___ SELECTED PASSAGE
Researchers at the Institute of Cancer Research have created a powerful new three-in-one blood test, which could help doctors monitor whether a treatment is working and how a man's cancer is responding. We examine the results and find out why it's another step in the creation of targeted treatments for prostate cancer.
A new blood test has revealed the potential for liquid biopsies to help select patients for treatment and monitor their response for early signs of treatment resistance.
Professor Johann de Bono [pictured above] and his team at the Institute of Cancer Research have unveiled the results of blood sample analysis from men with hormone resistant prostate cancer, who were taking part in a clinical trial of a drug called olaparib. This work, published today in the journal Cancer Discovery and funded in part by Prostate Cancer UK, revealed that changes in the amount of cancer DNA circulating freely in the men’s blood was closely linked to how well the treatment was working for them.
After eight weeks, the total concentration of cancer DNA in the blood had dropped by nearly 50 per cent in men for whom the treatment worked, while it increased by around two per cent in men who did not respond to treatment. This in turn corresponded to the men’s survival time. Those whose levels of circulating tumour DNA dropped after eight weeks survived an average of seven months longer than the men whose levels didn’t fall.
What this all suggests is that a blood test – or liquid biopsy – could routinely be used in the future to tell how well a man is responding to treatment much earlier than is currently possible, so he can make a timely switch to a treatment that might work better.
______
(TASK SET)
1/ In the article on the prostate cancer blood test, by how much did the total concentration of cancer DNA in the blood fall after eight weeks in men for whom the treatment worked?
2/ Extend the article on the prostate cancer blood test, picking up right after its last sentence.
___ EXTRACTED MATERIAL
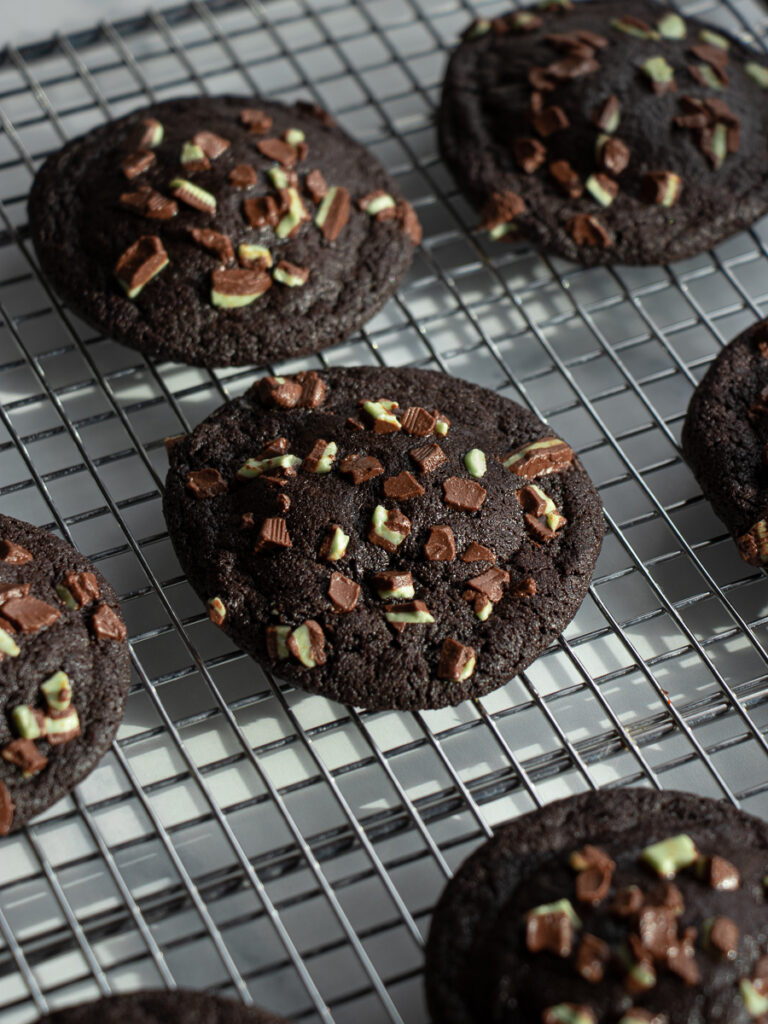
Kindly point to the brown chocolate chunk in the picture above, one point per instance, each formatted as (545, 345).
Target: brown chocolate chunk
(418, 422)
(83, 587)
(272, 535)
(283, 392)
(29, 613)
(440, 546)
(588, 230)
(592, 957)
(360, 467)
(337, 215)
(315, 185)
(428, 457)
(566, 177)
(25, 755)
(206, 482)
(215, 242)
(108, 625)
(489, 584)
(529, 154)
(344, 593)
(614, 156)
(724, 936)
(396, 522)
(551, 933)
(478, 553)
(275, 148)
(551, 120)
(140, 261)
(402, 487)
(14, 554)
(244, 176)
(455, 657)
(316, 642)
(261, 212)
(6, 809)
(467, 496)
(256, 121)
(136, 163)
(150, 203)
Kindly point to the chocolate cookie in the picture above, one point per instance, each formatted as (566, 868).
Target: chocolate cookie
(387, 538)
(629, 906)
(610, 132)
(65, 670)
(725, 440)
(162, 1008)
(221, 231)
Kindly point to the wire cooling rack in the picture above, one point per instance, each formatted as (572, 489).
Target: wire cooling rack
(244, 837)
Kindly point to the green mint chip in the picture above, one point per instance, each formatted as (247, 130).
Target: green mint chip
(671, 855)
(475, 463)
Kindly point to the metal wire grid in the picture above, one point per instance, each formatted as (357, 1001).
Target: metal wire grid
(245, 837)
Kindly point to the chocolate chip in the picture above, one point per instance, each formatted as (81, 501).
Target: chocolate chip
(440, 545)
(455, 657)
(428, 457)
(25, 755)
(6, 809)
(551, 120)
(273, 534)
(108, 625)
(402, 486)
(83, 587)
(30, 614)
(136, 163)
(206, 482)
(360, 467)
(478, 553)
(344, 593)
(467, 496)
(529, 154)
(418, 422)
(215, 242)
(244, 176)
(256, 121)
(566, 177)
(588, 230)
(14, 554)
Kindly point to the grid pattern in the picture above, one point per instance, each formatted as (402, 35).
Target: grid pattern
(273, 846)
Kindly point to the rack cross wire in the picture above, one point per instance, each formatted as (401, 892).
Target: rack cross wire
(273, 846)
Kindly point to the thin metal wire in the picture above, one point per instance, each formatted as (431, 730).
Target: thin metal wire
(436, 787)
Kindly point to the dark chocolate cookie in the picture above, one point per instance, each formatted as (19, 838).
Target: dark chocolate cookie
(221, 230)
(725, 440)
(65, 670)
(162, 1008)
(607, 131)
(628, 906)
(388, 538)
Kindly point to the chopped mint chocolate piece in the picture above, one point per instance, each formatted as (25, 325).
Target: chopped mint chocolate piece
(57, 691)
(671, 855)
(758, 74)
(249, 254)
(475, 463)
(27, 722)
(8, 645)
(194, 196)
(672, 26)
(296, 215)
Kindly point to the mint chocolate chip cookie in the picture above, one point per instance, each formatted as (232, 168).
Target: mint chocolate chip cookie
(387, 538)
(65, 670)
(223, 230)
(629, 906)
(608, 132)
______
(RESULTS IN ORDER)
1/ It fell by nearly 50 percent.

2/
“Our study identifies, for the first time, genetic changes that allow prostate cancer cells to become resistant to the precision medicine olaparib,” says Professor Johann de Bono, who led the research. “From these findings, we were able to develop a powerful, three-in-one test that could, in future, be used to help doctors select treatment, check whether it is working and monitor the cancer in the longer term.
“We think it could be used to make clinical decisions about whether such PARP-inhibitor drugs, like olaparib, are working within as little as four to eight weeks of starting therapy. Not only could the test have a major impact on treatment of prostate cancer, but it could also be adapted to open up the possibility of precision medicine to patients with other types of cancer as well.”
The researchers also did a more detailed analysis of the DNA to look at what had changed at the point that the men’s cancer progressed. They found a number of new genetic changes, including mutations in some cases that directly cancelled out the effect of the drug. This sort of in-depth analysis could not only help tell researchers when the disease stops responding to treatment, but more importantly why it is no longer responding. In turn, the identification of new gene alterations could suggest new treatments that might work better.
“To greatly improve the survival chances of the 47,000 men diagnosed with prostate cancer each year, it’s clear that we need to move away from the current one-size-fits-all approach to much more targeted treatment methods,” says Dr Matthew Hobbs, Deputy Director of Research at Prostate Cancer UK. “The results from this study and others like it are crucial, as they give an important understanding of the factors that drive certain prostate cancers or make them vulnerable to specific treatments.
“However, there is still much more to understand before the potentially huge benefits of widespread precision treatment for prostate cancer will reach men in clinics across the UK. That is why Prostate Cancer UK is investing so heavily in this area, including supporting this research released today. We can only do this, and continue to fund the next steps of research like this, through the hard work and generosity of our supporters.”